## TASK ITEM A
In the interview on bird evolution, reproduce the wording starting with "Dr David Menton is" and going on through "of bird evolution?".
## TASK ITEM B
List every body part or body covering of animals that the interview on bird evolution mentions.

## SELECTED PASSAGE
######
Bird evolution flies out the window

909-David-Menton
Professor of Anatomy, Dr David Menton

Carl Wieland talks with anatomist [Retired 2000] Professor David Menton, who reveals some exciting new thoughts on that controversial ‘early bird’, Archaeopteryx

Dr David Menton is Associate Professor of Anatomy at the Washington University School of Medicine in St Louis, Missouri. Dr Carl Wieland talks with him, and he reveals some fascinating new thoughts on that controversial ‘early bird’, Archaeopteryx. [See fossil of Archaeopteryx]

CW: Dr Menton, I understand that in the past few years you’ve become interested in scales, feathers and theories of bird evolution?

DM: Yes. Some years ago I picked up a wild bird feather. My area of research deals largely with the skin and, of course, feathers grow from the skin, so I thought it would be appropriate to take a peek under the scanning electron microscope, which stimulated my interest in feathers.

909-tail-and-leg
The leg and tail area of an Archaeopteryx fossil.

Of course, evolutionists have long argued that feathers evolved from reptile scales and are thus fundamentally the same structure—very similar.
######
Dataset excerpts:
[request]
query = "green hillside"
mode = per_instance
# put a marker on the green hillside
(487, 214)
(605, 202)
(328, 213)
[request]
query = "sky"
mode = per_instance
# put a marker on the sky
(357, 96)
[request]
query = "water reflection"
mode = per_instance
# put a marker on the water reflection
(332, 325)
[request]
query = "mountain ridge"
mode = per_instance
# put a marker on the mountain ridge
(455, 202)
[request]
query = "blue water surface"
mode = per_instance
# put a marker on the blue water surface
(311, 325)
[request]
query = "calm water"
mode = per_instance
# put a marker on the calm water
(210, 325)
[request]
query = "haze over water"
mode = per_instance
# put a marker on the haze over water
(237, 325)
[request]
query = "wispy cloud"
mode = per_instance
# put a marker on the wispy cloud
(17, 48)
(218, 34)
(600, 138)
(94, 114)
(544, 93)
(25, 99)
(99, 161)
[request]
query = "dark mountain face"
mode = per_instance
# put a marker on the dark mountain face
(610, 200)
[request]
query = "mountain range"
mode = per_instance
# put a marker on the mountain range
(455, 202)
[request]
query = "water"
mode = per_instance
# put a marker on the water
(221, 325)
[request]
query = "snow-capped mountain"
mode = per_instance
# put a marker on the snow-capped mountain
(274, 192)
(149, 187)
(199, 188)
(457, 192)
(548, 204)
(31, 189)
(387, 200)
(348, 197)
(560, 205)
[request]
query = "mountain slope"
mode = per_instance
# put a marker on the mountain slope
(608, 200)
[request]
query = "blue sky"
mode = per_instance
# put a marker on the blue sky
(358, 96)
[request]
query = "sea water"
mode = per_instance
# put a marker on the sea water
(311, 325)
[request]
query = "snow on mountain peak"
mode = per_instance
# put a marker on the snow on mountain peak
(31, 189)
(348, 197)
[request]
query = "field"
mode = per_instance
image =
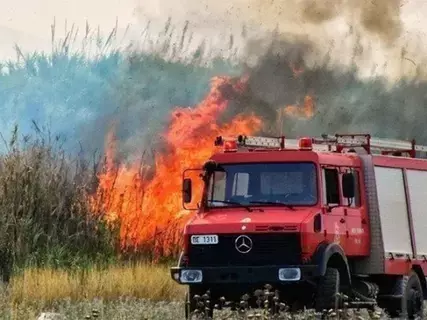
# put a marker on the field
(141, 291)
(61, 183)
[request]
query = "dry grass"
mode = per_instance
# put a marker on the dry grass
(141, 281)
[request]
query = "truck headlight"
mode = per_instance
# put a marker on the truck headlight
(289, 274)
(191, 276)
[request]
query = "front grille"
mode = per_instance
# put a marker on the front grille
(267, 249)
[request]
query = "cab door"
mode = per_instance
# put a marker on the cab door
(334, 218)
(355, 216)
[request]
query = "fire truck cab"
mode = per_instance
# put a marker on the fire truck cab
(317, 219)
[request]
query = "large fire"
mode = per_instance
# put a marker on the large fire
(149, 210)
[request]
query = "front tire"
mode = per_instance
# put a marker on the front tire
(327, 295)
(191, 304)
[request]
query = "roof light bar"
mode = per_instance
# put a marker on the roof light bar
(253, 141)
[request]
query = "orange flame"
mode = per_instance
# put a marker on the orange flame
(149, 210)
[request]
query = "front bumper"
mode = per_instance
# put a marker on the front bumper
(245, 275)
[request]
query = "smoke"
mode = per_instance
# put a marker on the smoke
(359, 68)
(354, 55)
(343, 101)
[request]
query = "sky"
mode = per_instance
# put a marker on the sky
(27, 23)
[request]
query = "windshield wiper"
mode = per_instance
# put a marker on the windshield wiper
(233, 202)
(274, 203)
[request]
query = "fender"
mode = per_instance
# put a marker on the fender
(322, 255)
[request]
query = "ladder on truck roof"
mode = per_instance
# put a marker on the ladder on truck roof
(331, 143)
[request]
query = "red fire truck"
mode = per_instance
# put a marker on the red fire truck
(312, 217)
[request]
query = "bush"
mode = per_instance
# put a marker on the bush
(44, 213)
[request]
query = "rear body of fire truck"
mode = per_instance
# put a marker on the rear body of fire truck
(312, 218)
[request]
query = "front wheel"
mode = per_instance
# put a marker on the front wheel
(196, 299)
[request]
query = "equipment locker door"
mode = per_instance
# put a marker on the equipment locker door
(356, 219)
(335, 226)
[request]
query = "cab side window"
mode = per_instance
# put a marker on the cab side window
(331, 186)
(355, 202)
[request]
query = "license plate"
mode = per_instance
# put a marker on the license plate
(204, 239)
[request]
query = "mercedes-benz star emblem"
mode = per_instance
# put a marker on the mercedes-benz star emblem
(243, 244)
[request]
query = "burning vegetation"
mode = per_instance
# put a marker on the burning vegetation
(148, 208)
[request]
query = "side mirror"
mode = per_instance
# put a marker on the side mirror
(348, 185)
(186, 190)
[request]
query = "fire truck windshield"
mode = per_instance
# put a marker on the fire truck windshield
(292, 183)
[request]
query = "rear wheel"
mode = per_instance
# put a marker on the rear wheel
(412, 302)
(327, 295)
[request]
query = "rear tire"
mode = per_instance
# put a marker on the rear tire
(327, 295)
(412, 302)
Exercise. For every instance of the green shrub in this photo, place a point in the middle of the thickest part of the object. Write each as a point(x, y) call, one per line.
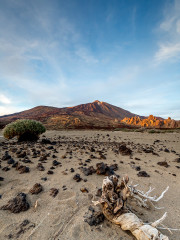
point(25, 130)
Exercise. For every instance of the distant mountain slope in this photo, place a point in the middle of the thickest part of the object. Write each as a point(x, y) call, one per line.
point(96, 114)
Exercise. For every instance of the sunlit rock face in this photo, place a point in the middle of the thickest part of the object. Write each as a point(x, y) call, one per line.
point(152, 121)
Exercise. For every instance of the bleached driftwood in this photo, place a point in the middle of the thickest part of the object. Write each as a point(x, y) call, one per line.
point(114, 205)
######
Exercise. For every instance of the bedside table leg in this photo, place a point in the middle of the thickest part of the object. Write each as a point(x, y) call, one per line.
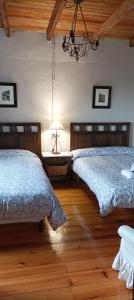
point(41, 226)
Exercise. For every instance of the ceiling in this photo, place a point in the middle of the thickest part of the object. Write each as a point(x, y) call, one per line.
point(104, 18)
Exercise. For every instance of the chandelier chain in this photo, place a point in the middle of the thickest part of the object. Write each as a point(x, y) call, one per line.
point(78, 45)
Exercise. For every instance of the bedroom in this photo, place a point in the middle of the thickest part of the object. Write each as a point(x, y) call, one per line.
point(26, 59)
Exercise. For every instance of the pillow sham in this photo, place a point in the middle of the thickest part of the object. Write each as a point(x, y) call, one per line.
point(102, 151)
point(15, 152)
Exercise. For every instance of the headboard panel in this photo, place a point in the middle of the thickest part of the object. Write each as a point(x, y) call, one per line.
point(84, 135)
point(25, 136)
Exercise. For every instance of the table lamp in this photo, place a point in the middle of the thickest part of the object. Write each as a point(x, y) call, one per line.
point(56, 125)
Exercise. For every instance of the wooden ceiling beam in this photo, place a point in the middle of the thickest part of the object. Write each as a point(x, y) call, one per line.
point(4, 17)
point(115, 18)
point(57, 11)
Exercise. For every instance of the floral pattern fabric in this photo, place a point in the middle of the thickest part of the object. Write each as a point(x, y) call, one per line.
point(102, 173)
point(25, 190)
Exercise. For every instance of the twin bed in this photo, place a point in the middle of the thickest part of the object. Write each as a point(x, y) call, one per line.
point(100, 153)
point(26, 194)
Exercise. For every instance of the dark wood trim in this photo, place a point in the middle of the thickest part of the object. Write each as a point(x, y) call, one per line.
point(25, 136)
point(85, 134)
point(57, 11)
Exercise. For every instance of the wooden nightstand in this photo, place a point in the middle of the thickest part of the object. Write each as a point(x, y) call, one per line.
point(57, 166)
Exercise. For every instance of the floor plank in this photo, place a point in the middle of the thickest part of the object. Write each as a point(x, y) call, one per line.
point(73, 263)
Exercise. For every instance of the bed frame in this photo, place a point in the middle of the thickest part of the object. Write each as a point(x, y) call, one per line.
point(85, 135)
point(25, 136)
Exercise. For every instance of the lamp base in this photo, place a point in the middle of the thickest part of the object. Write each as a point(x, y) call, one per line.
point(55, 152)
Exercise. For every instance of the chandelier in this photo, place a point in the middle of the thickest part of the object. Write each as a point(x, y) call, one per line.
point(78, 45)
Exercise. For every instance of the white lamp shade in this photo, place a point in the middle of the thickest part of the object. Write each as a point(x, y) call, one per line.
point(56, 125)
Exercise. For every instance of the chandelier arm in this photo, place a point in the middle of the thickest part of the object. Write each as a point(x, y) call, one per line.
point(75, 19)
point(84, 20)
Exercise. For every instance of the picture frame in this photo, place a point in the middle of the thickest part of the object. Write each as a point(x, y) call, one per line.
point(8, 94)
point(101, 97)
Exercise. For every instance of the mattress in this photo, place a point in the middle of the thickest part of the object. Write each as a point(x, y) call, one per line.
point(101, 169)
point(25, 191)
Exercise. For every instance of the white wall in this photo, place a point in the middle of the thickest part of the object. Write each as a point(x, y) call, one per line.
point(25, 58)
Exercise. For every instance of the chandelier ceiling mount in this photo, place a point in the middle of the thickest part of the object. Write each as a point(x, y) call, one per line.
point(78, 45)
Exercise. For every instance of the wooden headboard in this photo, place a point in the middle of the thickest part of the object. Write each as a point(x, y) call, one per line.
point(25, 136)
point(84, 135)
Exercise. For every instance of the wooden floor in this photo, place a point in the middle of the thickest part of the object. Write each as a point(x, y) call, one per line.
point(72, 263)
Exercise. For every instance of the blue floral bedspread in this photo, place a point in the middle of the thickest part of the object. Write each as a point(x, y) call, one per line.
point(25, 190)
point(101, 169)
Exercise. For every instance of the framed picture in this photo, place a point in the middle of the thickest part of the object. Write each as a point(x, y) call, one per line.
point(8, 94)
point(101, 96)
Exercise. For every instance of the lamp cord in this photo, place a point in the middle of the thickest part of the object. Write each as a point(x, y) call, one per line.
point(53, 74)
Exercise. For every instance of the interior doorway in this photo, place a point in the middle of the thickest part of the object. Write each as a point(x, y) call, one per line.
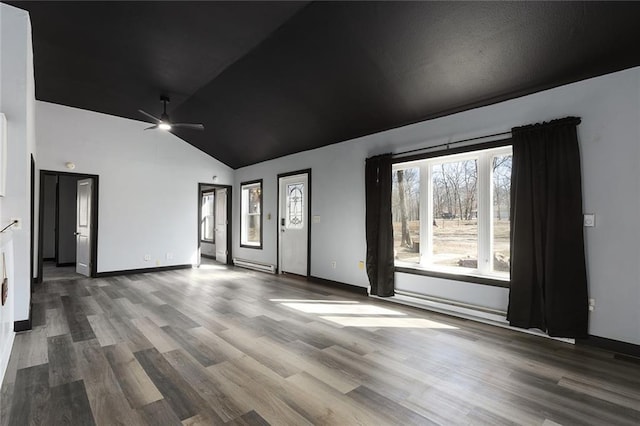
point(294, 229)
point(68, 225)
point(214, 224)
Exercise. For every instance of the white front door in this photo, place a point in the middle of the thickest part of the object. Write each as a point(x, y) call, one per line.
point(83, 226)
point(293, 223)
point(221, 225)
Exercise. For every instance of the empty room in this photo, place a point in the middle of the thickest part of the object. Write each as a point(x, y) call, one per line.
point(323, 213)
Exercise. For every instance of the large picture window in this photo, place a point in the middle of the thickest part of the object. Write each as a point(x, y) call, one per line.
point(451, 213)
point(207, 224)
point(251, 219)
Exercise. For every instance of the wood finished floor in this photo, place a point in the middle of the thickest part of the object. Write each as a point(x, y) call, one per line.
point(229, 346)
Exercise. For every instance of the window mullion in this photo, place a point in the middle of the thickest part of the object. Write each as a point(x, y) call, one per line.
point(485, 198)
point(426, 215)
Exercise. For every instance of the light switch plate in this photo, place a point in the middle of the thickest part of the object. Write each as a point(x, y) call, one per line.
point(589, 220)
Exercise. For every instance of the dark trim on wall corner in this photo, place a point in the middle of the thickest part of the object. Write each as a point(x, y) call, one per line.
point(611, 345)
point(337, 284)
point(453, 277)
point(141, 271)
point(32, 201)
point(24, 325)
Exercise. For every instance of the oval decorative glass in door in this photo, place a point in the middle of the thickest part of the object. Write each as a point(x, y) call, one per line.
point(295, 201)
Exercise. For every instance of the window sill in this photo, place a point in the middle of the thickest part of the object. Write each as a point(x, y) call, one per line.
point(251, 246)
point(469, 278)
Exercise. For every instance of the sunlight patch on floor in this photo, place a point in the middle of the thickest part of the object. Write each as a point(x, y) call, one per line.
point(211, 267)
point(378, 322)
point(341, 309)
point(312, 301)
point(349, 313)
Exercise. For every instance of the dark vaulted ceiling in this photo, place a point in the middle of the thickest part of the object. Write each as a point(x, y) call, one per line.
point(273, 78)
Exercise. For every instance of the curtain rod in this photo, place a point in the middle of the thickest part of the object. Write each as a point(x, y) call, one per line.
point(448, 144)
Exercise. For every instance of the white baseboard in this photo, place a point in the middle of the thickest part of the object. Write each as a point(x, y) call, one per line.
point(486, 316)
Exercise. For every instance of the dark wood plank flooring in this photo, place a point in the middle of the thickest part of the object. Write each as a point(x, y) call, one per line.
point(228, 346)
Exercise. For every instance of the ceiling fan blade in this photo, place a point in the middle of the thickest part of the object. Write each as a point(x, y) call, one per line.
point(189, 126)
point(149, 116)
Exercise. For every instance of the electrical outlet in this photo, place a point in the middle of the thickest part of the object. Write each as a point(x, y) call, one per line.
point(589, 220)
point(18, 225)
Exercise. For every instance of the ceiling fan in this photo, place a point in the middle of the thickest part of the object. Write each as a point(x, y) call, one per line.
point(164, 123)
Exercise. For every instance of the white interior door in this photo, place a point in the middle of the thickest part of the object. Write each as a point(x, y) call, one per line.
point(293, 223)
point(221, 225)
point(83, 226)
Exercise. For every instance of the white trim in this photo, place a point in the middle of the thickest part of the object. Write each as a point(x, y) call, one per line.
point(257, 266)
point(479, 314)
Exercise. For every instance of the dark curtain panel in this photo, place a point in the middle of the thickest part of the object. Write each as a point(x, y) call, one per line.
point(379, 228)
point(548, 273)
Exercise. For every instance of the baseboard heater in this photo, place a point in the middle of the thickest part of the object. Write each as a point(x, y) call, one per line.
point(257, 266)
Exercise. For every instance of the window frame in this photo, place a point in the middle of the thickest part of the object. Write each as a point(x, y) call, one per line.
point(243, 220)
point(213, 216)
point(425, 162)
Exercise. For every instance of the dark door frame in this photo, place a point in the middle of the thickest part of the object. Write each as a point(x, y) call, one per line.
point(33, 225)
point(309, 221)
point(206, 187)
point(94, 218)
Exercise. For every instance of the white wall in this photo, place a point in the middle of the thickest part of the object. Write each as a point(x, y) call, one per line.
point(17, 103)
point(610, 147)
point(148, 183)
######
## FINAL ANSWER A
Dr David Menton is Associate Professor of Anatomy at the Washington University School of Medicine in St Louis, Missouri. Dr Carl Wieland talks with him, and he reveals some fascinating new thoughts on that controversial ‘early bird’, Archaeopteryx. [See fossil of Archaeopteryx]

CW: Dr Menton, I understand that in the past few years you’ve become interested in scales, feathers and theories of bird evolution?

## FINAL ANSWER B
scales, feathers, skin, leg, tail